Set task:
Reproduce the records below verbatim, beginning at the line that contains "Q: report a point for each instance of the curled dry" and continuing through the last line of the records.

Records:
---+---

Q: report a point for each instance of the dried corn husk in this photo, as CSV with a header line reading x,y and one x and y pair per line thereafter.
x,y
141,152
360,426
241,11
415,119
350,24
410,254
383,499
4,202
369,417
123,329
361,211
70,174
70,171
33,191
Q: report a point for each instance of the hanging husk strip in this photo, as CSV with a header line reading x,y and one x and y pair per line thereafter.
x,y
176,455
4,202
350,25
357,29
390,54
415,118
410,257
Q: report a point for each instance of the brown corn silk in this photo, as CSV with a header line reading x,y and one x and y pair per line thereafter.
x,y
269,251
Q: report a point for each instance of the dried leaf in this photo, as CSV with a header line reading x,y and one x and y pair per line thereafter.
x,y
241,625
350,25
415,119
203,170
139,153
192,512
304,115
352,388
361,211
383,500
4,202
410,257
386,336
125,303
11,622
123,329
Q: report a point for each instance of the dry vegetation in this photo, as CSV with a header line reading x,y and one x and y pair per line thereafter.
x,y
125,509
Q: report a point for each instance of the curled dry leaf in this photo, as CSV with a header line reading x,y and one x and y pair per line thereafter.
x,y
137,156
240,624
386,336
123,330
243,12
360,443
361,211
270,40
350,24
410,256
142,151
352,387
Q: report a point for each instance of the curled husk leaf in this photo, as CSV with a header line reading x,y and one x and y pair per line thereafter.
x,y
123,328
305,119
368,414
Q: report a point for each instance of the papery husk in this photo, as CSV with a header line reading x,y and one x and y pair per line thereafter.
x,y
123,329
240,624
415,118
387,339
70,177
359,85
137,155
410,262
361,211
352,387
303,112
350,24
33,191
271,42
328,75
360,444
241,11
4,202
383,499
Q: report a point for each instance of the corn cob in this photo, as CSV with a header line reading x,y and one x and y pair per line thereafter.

---+---

Task result:
Q: report a point for each instance of the curled dry leaf in this photo, as CSV with a header line reading x,y and one x and y pair per line thereafter.
x,y
137,156
240,624
386,336
123,330
243,12
360,443
361,211
270,40
350,24
410,256
142,151
352,387
Q: report a point for each instance of the curled husk leaf in this photo, as CSV with a header line reading x,y and one x and y pair per line thereafter.
x,y
123,328
305,119
368,414
Q: report a point for each instance of the papery husk in this photo, as CSV with a header line reading x,y and one x and y pair per line thereafter.
x,y
123,329
240,624
415,118
387,339
70,177
359,85
137,155
410,262
361,211
352,387
303,112
350,24
33,191
271,42
328,75
360,444
241,11
4,202
383,499
Q: report a point for each instance of the corn cob in this photo, as CSV with a header line reading x,y and one x and y pair per line thereafter.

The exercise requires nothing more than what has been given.